◆ **WHAT THIS TASK INVOLVES**:
Entries follow. Set all of them down as they stand.

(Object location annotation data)

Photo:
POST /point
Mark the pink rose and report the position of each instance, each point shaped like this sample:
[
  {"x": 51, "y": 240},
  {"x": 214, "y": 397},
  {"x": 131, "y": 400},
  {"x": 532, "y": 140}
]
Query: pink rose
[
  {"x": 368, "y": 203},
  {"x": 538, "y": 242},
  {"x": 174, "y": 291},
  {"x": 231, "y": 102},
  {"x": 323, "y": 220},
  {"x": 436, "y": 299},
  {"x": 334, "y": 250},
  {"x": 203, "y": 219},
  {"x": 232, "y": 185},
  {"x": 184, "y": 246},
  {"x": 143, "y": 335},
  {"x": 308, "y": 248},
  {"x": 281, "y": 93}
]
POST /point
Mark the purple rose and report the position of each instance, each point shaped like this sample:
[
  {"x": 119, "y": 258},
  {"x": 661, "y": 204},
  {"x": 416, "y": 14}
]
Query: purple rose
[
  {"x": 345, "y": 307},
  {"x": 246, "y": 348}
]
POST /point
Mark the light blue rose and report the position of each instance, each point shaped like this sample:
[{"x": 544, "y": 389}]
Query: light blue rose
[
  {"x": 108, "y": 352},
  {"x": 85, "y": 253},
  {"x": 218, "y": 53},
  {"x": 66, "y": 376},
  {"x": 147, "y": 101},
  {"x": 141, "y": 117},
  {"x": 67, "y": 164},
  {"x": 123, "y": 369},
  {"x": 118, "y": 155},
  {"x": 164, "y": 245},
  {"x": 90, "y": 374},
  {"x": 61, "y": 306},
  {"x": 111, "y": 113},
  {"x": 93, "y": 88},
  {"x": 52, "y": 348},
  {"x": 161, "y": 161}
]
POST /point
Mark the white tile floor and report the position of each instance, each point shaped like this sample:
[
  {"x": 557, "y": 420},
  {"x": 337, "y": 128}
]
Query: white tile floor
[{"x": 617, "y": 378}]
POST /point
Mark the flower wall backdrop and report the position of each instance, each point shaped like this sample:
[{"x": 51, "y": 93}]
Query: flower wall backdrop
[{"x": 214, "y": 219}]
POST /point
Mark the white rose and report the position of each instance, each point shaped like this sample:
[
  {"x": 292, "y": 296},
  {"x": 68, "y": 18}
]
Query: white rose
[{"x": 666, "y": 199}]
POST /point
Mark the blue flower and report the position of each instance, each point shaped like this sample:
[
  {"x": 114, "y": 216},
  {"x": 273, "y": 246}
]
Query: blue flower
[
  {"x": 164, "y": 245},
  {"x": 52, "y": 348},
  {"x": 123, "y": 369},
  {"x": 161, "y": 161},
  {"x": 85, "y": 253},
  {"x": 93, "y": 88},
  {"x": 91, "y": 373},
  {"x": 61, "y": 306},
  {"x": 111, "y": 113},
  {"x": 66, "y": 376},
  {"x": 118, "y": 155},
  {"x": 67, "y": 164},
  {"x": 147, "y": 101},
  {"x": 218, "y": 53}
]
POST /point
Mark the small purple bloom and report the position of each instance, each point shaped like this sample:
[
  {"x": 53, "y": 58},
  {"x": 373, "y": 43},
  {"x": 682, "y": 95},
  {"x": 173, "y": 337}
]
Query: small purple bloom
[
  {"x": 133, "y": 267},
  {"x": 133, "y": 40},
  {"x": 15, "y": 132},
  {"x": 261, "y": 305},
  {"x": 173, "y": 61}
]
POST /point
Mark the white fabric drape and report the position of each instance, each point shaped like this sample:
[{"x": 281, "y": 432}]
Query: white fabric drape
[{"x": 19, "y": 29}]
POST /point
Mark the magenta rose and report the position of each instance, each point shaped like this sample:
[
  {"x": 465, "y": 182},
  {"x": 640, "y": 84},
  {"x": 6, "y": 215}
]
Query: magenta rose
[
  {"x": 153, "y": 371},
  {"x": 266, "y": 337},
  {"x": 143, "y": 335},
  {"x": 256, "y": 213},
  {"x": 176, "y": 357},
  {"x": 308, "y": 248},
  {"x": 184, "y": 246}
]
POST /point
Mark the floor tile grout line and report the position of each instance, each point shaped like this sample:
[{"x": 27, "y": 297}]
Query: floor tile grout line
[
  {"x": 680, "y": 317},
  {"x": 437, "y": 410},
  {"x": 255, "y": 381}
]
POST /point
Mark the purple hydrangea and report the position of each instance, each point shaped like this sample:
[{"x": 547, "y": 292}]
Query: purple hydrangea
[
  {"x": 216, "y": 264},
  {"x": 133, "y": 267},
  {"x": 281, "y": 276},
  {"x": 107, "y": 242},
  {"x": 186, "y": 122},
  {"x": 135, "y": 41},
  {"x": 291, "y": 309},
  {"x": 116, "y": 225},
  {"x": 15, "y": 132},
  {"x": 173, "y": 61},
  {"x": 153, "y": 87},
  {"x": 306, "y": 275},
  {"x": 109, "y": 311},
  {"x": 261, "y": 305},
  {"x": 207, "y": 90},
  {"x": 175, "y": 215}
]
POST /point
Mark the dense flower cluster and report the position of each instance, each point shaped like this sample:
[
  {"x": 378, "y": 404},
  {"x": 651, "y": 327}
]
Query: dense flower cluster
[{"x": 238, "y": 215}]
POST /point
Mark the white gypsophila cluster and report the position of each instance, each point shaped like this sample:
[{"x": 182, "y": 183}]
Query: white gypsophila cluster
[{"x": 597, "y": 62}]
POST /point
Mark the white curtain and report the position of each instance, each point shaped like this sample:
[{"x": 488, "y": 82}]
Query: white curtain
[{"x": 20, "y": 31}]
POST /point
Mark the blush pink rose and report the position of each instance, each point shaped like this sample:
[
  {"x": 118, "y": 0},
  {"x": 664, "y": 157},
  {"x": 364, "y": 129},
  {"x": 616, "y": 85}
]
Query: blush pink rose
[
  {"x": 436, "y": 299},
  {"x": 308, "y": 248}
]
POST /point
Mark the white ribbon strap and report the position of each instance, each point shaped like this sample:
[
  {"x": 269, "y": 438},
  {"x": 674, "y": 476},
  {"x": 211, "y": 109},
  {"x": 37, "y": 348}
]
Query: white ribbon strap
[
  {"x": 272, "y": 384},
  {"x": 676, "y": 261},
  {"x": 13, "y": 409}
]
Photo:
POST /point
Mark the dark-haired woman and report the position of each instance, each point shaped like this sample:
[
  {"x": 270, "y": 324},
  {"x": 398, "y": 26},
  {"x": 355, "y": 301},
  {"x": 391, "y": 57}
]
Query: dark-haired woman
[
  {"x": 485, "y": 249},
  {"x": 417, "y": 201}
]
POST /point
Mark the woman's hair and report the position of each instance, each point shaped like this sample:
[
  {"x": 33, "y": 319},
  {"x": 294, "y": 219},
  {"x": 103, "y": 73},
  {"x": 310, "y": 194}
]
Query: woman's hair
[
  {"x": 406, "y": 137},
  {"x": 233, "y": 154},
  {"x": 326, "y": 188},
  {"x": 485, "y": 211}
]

◆ **SOLUTION TO THIS EXERCISE**:
Photo:
POST /point
Mark the pink rose and report the position of each instance, each point shaped like this sample:
[
  {"x": 51, "y": 240},
  {"x": 214, "y": 397},
  {"x": 131, "y": 400},
  {"x": 532, "y": 140}
]
Query: pink rose
[
  {"x": 368, "y": 203},
  {"x": 538, "y": 242},
  {"x": 174, "y": 291},
  {"x": 231, "y": 102},
  {"x": 323, "y": 220},
  {"x": 436, "y": 299},
  {"x": 334, "y": 250},
  {"x": 203, "y": 219},
  {"x": 232, "y": 185},
  {"x": 184, "y": 246},
  {"x": 143, "y": 335},
  {"x": 308, "y": 248},
  {"x": 281, "y": 93}
]
POST /point
Mark the purple rose and report the position of each instance, each point shaped like this sample:
[
  {"x": 119, "y": 258},
  {"x": 661, "y": 204},
  {"x": 416, "y": 14}
]
Query: purple rose
[
  {"x": 345, "y": 307},
  {"x": 246, "y": 348}
]
POST /point
Mark the light blue rose and report the position of each instance, each point shaped like this sample:
[{"x": 544, "y": 389}]
Query: light blue rose
[
  {"x": 108, "y": 352},
  {"x": 85, "y": 253},
  {"x": 218, "y": 53},
  {"x": 66, "y": 376},
  {"x": 147, "y": 101},
  {"x": 141, "y": 117},
  {"x": 67, "y": 164},
  {"x": 123, "y": 369},
  {"x": 118, "y": 155},
  {"x": 164, "y": 245},
  {"x": 90, "y": 374},
  {"x": 61, "y": 306},
  {"x": 111, "y": 113},
  {"x": 93, "y": 88},
  {"x": 52, "y": 348},
  {"x": 161, "y": 161}
]
POST /point
Mark the white tile floor and report the position of each instance, each point shaped like this sample:
[
  {"x": 557, "y": 420},
  {"x": 337, "y": 128}
]
Query: white tile floor
[{"x": 617, "y": 378}]
POST /point
Mark the flower wall backdrop and report the position of each instance, each point shaped like this sample:
[{"x": 51, "y": 93}]
Query: flower wall backdrop
[{"x": 214, "y": 219}]
POST /point
Mark the white rose and report the position of each instance, each point shaped like this sample:
[
  {"x": 292, "y": 296},
  {"x": 68, "y": 18}
]
Query: white rose
[{"x": 666, "y": 199}]
POST /point
Mark the blue flower and report the position of each instance, each point shaped like this sample:
[
  {"x": 114, "y": 216},
  {"x": 273, "y": 246}
]
Query: blue flower
[
  {"x": 164, "y": 245},
  {"x": 52, "y": 348},
  {"x": 123, "y": 369},
  {"x": 161, "y": 161},
  {"x": 85, "y": 253},
  {"x": 93, "y": 88},
  {"x": 91, "y": 373},
  {"x": 61, "y": 306},
  {"x": 111, "y": 113},
  {"x": 66, "y": 376},
  {"x": 118, "y": 155},
  {"x": 67, "y": 164},
  {"x": 147, "y": 101},
  {"x": 218, "y": 53}
]
POST /point
Mark the small purple bloom and report the position of each instance, each point shaped like this sample:
[
  {"x": 53, "y": 58},
  {"x": 373, "y": 43},
  {"x": 682, "y": 95},
  {"x": 173, "y": 337}
]
Query: small purple bloom
[
  {"x": 133, "y": 267},
  {"x": 133, "y": 40},
  {"x": 15, "y": 132},
  {"x": 261, "y": 305},
  {"x": 173, "y": 61}
]
POST /point
Mark the white fabric drape and report the position of each instance, each point shaped like this sample:
[{"x": 281, "y": 432}]
Query: white fabric drape
[{"x": 19, "y": 29}]
POST /point
Mark the magenta rose and report the position of each instance, each point shaped like this sample:
[
  {"x": 465, "y": 182},
  {"x": 640, "y": 84},
  {"x": 6, "y": 215}
]
Query: magenta rose
[
  {"x": 153, "y": 371},
  {"x": 266, "y": 337},
  {"x": 143, "y": 335},
  {"x": 256, "y": 213},
  {"x": 176, "y": 357},
  {"x": 308, "y": 248},
  {"x": 184, "y": 246}
]
POST /point
Mark the floor tile grout line and report the position of each instance, each point shaped like this sample:
[{"x": 27, "y": 297}]
Query: floor tile grout line
[
  {"x": 680, "y": 317},
  {"x": 437, "y": 410},
  {"x": 255, "y": 381}
]
POST /point
Mark the purple hydrangea and report the position of each instance, each point shaped like this sample:
[{"x": 547, "y": 292}]
Query: purple hydrangea
[
  {"x": 216, "y": 264},
  {"x": 133, "y": 267},
  {"x": 281, "y": 276},
  {"x": 107, "y": 242},
  {"x": 186, "y": 122},
  {"x": 135, "y": 41},
  {"x": 291, "y": 309},
  {"x": 116, "y": 225},
  {"x": 15, "y": 132},
  {"x": 173, "y": 61},
  {"x": 153, "y": 87},
  {"x": 306, "y": 275},
  {"x": 109, "y": 311},
  {"x": 261, "y": 305},
  {"x": 207, "y": 90},
  {"x": 175, "y": 215}
]
POST /point
Mark the dense flower cluster and report the position of each instance, each point shaped like this sample:
[
  {"x": 378, "y": 404},
  {"x": 651, "y": 327}
]
Query: dense flower cluster
[{"x": 238, "y": 215}]
POST /point
Mark the white gypsophila cluster and report the position of each instance, each point shaped like this sample:
[{"x": 182, "y": 183}]
Query: white gypsophila cluster
[{"x": 597, "y": 62}]
POST /point
Mark the white curtain and report the position of each instance, each point shaped like this sample:
[{"x": 488, "y": 82}]
Query: white curtain
[{"x": 20, "y": 31}]
POST /point
Mark the blush pink rose and report the position of each instance, each point shaped like this sample:
[
  {"x": 118, "y": 0},
  {"x": 664, "y": 157},
  {"x": 364, "y": 129},
  {"x": 616, "y": 85}
]
Query: blush pink rose
[
  {"x": 436, "y": 299},
  {"x": 308, "y": 248}
]
POST /point
Mark the white ribbon strap and report the position of each instance, each point shaped like this sample:
[
  {"x": 269, "y": 438},
  {"x": 674, "y": 476},
  {"x": 211, "y": 109},
  {"x": 37, "y": 348}
]
Query: white ribbon strap
[
  {"x": 272, "y": 384},
  {"x": 676, "y": 261},
  {"x": 13, "y": 409}
]
Photo:
POST /point
Mark the dark-haired woman and report the position of each instance, each point shaped like this sample:
[
  {"x": 270, "y": 324},
  {"x": 398, "y": 26},
  {"x": 355, "y": 301},
  {"x": 391, "y": 57}
]
Query: dark-haired woman
[
  {"x": 485, "y": 249},
  {"x": 417, "y": 201}
]
POST /point
Mark the woman's hair and report the position of each instance, each point shaped like this sample:
[
  {"x": 33, "y": 319},
  {"x": 294, "y": 219},
  {"x": 103, "y": 73},
  {"x": 310, "y": 194}
]
Query: woman's hair
[
  {"x": 406, "y": 137},
  {"x": 233, "y": 154},
  {"x": 326, "y": 188},
  {"x": 485, "y": 211}
]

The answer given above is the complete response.